▶ [EXERCISE PROMPT] Collect every line of the rows below that contains the word "base", and copy each one out in full.

Part of a data file:

▬▬▬

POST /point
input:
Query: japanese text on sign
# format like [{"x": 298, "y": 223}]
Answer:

▬▬▬

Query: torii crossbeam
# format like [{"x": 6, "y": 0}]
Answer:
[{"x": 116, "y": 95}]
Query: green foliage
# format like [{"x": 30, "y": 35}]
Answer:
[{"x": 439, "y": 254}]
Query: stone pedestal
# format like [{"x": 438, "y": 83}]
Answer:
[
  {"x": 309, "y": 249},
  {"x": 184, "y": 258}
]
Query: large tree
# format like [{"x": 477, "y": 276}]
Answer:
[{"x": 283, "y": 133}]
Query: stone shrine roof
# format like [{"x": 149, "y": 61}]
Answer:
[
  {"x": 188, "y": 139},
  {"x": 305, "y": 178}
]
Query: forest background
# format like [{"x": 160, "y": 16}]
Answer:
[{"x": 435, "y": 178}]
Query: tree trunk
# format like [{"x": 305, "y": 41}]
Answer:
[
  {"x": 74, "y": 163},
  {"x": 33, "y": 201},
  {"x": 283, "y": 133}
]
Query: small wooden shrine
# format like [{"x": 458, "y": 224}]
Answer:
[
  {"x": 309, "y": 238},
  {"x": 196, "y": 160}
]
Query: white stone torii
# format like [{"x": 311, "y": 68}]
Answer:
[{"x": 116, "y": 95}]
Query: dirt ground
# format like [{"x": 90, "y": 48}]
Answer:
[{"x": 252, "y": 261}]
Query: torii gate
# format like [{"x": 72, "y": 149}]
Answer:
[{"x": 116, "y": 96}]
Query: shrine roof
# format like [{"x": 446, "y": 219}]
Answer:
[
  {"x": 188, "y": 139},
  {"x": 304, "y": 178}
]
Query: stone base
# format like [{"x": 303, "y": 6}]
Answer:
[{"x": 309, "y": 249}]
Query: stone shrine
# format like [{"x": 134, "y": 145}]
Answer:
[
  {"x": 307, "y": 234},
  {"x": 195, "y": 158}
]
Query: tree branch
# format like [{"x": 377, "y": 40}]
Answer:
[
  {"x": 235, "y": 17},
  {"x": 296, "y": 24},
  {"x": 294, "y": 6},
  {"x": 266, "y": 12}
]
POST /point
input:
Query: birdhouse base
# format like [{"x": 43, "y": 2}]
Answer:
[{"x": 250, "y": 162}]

▬▬▬

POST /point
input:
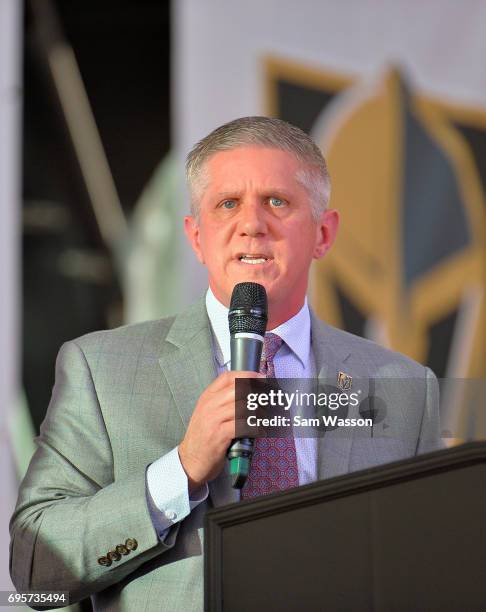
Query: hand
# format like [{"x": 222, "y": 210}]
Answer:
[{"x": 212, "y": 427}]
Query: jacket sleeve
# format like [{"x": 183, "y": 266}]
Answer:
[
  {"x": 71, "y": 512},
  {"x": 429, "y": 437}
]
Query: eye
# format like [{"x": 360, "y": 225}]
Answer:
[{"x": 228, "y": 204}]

▬▬▬

▶ [EXERCISE RESULT]
Query: stone base
Query: birdhouse base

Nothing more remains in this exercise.